[Rows from a box labeling dataset]
[BEGIN]

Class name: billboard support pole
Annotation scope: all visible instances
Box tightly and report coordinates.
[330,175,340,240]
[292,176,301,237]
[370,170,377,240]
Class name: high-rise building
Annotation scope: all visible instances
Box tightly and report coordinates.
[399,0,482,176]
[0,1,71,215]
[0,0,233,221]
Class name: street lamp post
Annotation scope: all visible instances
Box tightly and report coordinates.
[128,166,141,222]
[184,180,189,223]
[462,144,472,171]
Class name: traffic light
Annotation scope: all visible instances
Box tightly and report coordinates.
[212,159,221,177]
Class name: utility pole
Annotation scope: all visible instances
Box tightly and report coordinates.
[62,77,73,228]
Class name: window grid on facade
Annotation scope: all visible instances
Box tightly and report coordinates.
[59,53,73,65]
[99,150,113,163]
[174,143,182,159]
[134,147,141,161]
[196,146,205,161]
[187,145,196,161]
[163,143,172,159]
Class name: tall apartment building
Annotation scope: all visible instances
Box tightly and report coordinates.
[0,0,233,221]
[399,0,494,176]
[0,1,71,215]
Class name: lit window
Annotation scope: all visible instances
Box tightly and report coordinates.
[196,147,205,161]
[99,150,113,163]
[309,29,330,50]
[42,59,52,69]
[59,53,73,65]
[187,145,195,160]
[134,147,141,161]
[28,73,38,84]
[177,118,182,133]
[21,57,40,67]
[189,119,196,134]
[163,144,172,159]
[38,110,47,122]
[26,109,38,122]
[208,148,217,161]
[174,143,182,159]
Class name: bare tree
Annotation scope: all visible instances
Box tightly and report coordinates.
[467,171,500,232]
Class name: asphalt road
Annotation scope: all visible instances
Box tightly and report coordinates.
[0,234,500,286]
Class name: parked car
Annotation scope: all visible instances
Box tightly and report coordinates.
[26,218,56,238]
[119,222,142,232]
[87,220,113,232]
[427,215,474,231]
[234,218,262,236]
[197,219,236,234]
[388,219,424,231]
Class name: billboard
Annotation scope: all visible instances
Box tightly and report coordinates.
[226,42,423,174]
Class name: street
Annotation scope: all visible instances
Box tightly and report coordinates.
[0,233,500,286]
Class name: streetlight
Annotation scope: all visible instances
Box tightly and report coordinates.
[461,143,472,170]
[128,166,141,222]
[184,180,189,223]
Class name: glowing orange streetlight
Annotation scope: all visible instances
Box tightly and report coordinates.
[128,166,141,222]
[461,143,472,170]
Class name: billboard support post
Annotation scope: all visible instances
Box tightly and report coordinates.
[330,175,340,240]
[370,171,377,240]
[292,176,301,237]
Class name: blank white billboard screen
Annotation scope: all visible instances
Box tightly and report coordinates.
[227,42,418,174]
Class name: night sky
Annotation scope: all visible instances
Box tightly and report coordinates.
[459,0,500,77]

[END]

Please rewrite the material from the line containing "Class name: night sky" through the end of the material, swapping "night sky" for "evening sky" and leaving everything else unchanged.

SOLUTION TO THE PROBLEM
Class name: evening sky
Annotation scope: all visible instances
Box tightly and report coordinates.
[459,0,500,77]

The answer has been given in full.